Exercise requirements
Once you have read the records below, write them all out exactly as given.

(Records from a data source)
= = = = =

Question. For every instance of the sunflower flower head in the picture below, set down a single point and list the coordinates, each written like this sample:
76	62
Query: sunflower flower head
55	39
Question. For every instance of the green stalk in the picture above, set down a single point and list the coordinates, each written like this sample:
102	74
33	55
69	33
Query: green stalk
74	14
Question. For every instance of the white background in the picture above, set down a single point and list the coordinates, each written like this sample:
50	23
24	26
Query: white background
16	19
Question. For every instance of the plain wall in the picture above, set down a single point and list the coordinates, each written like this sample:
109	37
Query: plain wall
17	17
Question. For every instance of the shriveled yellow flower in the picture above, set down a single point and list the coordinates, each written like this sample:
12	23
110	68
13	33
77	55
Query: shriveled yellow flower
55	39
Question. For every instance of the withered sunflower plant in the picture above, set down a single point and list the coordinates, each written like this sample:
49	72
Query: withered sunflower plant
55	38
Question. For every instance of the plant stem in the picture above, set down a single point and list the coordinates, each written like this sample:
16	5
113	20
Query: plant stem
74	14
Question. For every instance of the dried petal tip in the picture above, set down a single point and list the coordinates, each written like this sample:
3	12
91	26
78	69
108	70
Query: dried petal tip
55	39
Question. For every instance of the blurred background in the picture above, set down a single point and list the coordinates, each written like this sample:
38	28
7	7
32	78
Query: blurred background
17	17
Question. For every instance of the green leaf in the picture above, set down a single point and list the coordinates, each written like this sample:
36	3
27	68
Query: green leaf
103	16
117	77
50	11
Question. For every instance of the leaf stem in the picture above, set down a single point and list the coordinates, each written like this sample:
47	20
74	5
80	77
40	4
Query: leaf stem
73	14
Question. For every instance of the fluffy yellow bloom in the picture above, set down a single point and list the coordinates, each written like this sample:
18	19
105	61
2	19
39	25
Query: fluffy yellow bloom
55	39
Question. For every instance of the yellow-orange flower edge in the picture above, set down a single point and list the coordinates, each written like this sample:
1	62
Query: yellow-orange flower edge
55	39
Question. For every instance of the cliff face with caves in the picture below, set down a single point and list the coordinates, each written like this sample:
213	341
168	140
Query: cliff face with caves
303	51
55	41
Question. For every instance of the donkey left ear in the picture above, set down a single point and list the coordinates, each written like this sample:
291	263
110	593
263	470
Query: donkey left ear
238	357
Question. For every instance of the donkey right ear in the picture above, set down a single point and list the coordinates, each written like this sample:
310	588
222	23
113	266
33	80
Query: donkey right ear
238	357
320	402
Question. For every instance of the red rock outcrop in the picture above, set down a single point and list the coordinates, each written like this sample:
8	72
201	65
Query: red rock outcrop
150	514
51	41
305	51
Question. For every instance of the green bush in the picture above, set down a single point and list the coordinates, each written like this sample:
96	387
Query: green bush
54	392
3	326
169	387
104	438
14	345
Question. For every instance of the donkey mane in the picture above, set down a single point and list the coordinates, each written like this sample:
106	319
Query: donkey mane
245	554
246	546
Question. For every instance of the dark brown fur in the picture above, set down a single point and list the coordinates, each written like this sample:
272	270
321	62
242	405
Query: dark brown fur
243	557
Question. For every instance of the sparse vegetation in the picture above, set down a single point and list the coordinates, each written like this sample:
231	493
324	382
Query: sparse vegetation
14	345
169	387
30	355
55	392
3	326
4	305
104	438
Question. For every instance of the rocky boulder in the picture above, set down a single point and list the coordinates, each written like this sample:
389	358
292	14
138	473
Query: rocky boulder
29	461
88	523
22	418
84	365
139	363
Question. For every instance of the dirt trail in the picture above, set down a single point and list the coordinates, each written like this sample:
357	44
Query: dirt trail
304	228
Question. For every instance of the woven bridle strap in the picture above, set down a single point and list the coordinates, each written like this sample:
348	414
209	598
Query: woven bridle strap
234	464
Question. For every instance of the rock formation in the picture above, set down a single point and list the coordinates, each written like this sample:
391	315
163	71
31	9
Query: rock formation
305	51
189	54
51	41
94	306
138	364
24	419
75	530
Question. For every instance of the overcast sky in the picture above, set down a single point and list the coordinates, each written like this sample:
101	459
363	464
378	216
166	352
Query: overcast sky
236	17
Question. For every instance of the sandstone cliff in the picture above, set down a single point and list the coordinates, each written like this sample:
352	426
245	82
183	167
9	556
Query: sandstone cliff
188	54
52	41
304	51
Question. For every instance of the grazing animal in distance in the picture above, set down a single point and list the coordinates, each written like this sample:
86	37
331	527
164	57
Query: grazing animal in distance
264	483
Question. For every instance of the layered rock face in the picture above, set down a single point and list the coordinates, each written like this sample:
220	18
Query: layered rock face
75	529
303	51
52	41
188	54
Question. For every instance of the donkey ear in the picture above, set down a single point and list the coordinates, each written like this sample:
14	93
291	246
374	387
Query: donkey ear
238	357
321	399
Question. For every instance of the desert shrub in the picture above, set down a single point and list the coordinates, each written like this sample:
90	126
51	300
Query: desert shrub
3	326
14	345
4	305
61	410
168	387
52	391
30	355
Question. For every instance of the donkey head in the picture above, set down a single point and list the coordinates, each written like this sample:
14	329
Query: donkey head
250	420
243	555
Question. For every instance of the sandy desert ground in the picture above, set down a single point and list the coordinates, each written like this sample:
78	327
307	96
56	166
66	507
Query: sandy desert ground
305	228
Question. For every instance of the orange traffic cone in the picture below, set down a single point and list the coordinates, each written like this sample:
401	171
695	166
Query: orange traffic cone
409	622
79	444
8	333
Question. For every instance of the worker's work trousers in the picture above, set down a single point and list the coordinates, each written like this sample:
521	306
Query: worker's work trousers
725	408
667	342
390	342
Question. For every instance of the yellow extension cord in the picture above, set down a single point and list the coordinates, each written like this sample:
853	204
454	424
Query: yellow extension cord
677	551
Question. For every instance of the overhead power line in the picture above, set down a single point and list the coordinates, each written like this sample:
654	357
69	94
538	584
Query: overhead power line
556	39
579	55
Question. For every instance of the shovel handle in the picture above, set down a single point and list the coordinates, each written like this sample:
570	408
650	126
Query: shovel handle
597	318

= = = = =

Exercise answer
Question. For every instance of the sunflower flower head in the picture below, set down a single point and list the coordinates, each written like this sample:
76	62
Query: sunflower flower head
55	39
Question. For every instance of the green stalk in the picture above, set down a single point and list the coordinates, each written like this sample:
102	74
33	55
69	33
Query: green stalk
74	14
Question. For every instance of the white background in the picture above, set down a single point and list the coordinates, each written like this sample:
50	23
24	26
Query: white background
16	19
Question. For every instance of the plain wall in the picture above, set down a single point and list the coordinates, each written like this sample:
109	37
Query: plain wall
17	17
Question. For every instance of the shriveled yellow flower in the picture above, set down a single point and list the coordinates, each written like this sample:
12	23
110	68
13	33
77	55
Query: shriveled yellow flower
55	39
Question. For every instance of the withered sunflower plant in the picture above, set down a single point and list the coordinates, each written like this sample:
49	72
Query: withered sunflower plant
55	38
Question. For every instance of the plant stem in the picture above, set down a single point and list the coordinates, each written like this sample:
16	5
113	20
Query: plant stem
74	14
Question. For every instance of the dried petal tip in the picture above, set down a single point and list the coordinates, each written like this sample:
3	12
91	26
78	69
108	70
Query: dried petal tip
55	39
Question. For every instance of the blurred background in the picture above, set down a single point and list the coordinates, each written like this sample:
38	28
7	7
32	78
Query: blurred background
17	17
Question. For every instance of the green leaf in the picture above, set down a single point and list the coordinates, each written like this sample:
36	3
27	68
Query: green leaf
103	16
117	77
50	11
Question. For every instance of the leaf stem in the picture above, set down a single point and list the coordinates, each written like this sample:
47	20
74	5
80	77
40	4
Query: leaf stem
73	14
Question. For every instance of the fluffy yellow bloom in the picture above, set down a single point and list the coordinates, each written like this sample:
18	19
105	61
2	19
39	25
Query: fluffy yellow bloom
55	39
Question. For every instance of the yellow-orange flower edge in the picture above, set down a single point and list the coordinates, each written like this sample:
1	62
Query: yellow-orange flower edge
55	39
Question. For every instance of the cliff face with caves in the picture below, set down a single point and list the coordinates, each written like this sample:
213	341
168	140
Query: cliff face with caves
303	51
55	41
Question. For every instance of the donkey left ear in the picture above, set down a single point and list the coordinates, each written like this sample:
291	263
110	593
263	470
Query: donkey left ear
238	357
Question. For every instance of the donkey right ear in the picture above, set down a single point and list the coordinates, each written like this sample:
310	588
222	23
113	266
33	80
Query: donkey right ear
238	357
320	402
Question. For every instance of the red rock outcrop in the picture above, set down a single point and list the coordinates, each written like this sample:
8	72
201	65
Query: red rock outcrop
150	514
51	41
305	51
Question. For every instance of the green bush in the picture above, set down a single point and list the coordinates, each written like this sample:
96	387
Query: green bush
54	392
3	326
169	387
104	438
14	345
Question. For every instance of the donkey mane in the picture above, set down a single point and list the coordinates, each written like this sample:
106	319
Query: donkey mane
245	554
246	546
Question. For every instance of the dark brown fur in the picture above, set down a single point and list the coordinates, each written like this sample:
272	270
321	62
242	405
Query: dark brown fur
243	557
Question. For every instance of the sparse vegetation in the picture above, set down a single point and list the coordinates, each written like this sample:
231	493
324	382
Query: sparse vegetation
14	345
169	387
30	355
55	392
3	326
4	305
104	438
Question. For every instance of the rocky boulder in the picture above, set down a single point and list the coordinates, each written like this sample:
389	358
292	14
138	473
Query: rocky boulder
29	461
88	523
22	418
84	365
139	363
Question. For every instance of the dirt trail in the picture above, set down a single point and list the coordinates, each written like this sample:
357	44
Query: dirt trail
304	228
Question. For every instance of the woven bridle strap in the picture above, set down a single point and list the coordinates, each written like this sample:
348	414
209	598
Query: woven bridle strap
234	464
Question. For every instance of the rock formation in the picture above, set down a single point and list the coordinates, each written like this sample:
391	315
163	71
31	9
Query: rock formation
305	51
189	54
51	41
94	306
138	364
24	419
75	530
Question. For every instance of the overcast sky in the picture above, set down a single point and list the coordinates, each written like this sample:
101	459
363	464
378	216
166	352
Query: overcast sky
236	17
Question. For every instance of the sandstone cliff in the picture above, set down a single point and list the coordinates, each written like this sample:
352	426
245	82
183	167
9	556
Query: sandstone cliff
188	54
52	41
304	51
Question. For every instance of the grazing animal in distance in the picture above, set down a single point and list the coordinates, each written like this sample:
86	37
331	527
164	57
Query: grazing animal in distance
264	483
Question. For every instance of the layered rock face in the picture above, set down a single point and list the coordinates, each written like this sample:
220	18
Query: layered rock face
75	529
303	51
52	41
188	54
Question. For every instance of the donkey ear in the picture above, set down a single point and list the coordinates, each written like this sample:
14	93
291	246
374	387
Query: donkey ear
238	357
321	399
Question. For every instance of the desert shrub in the picture above, set down a single point and list the coordinates, each written like this sample:
90	126
51	300
Query: desert shrub
3	326
14	345
4	305
61	410
168	387
52	391
30	355
Question. For every instance of the donkey head in the picture above, set down a single point and list the coordinates, each written like this sample:
14	329
Query: donkey head
250	420
243	555
Question. For every instance of the sandy desert ground in the picture above, set down a single point and list the coordinates, each written like this sample:
78	327
307	96
56	166
66	507
Query: sandy desert ground
305	228
Question. For every instance of the orange traffic cone in the picture below, set down a single point and list the coordinates, each written like this sample:
401	171
695	166
Query: orange traffic cone
409	622
79	444
8	333
Question. For every instance of the worker's work trousers in the picture above, set down a single point and list the coordinates, each written like this sample:
521	306
Query: worker's work trousers
725	408
667	342
390	342
Question. For every instance of the yellow extension cord in the picture above, set down a single point and list the coordinates, each written like this sample:
853	204
454	424
Query: yellow extension cord
677	551
Question. For every instance of the overhead power line in the picture above, set down a single point and list the coordinates, each written like this sample:
654	357
69	94
538	584
Query: overhead power line
556	39
579	55
Question. For every instance of the shovel handle in the picture above, set down a single point and list the coordinates, each written like this sample:
570	408
650	126
Query: shovel handle
597	318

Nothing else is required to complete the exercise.